= Stored items =
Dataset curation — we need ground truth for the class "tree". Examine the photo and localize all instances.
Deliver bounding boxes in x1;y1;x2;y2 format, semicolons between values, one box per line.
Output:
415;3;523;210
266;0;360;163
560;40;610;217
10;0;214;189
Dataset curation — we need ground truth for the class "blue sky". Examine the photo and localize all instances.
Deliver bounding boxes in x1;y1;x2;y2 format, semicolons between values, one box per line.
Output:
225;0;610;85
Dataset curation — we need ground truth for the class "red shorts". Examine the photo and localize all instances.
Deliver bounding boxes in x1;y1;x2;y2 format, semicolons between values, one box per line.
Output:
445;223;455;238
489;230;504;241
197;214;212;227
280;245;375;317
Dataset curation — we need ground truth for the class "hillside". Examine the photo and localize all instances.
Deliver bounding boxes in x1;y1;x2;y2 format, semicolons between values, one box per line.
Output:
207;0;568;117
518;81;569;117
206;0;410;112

= Short exercise =
Reproduce every entry above, renaming "ground truth" to "reference annotations" wherever it occurs and leaving all other text unchanged.

= The result =
Dataset curation — we need reference annotations for the class "tree". Examine the photo and localize all instances.
Deliver bounding boxes in x1;y1;x2;y2 format, semicolons between values, one box per line.
Output:
415;3;523;210
266;0;360;163
560;40;610;217
10;0;214;189
Dataset curation — we need reference annotations for the class "blue sky". Examine the photo and localize all instances.
Deliver bounding boxes in x1;y1;x2;y2 format, semicolons between values, one box per line.
Output:
225;0;610;85
Dataset curation — we need reference annotations for the class "red shorts". Examine the photo and localize all instances.
Deliver bounding boxes in x1;y1;x2;y2 format, semicolons between values, one box per line.
Output:
445;223;455;238
489;230;504;241
197;214;212;227
280;245;375;317
Dataset curation — we need reference annotations for the class "hillside". Examine the photo and localize all instances.
Deliver bounding boxes in x1;y1;x2;y2 format, semicolons between values, one box per line.
Output:
207;0;568;117
518;81;569;117
206;0;410;112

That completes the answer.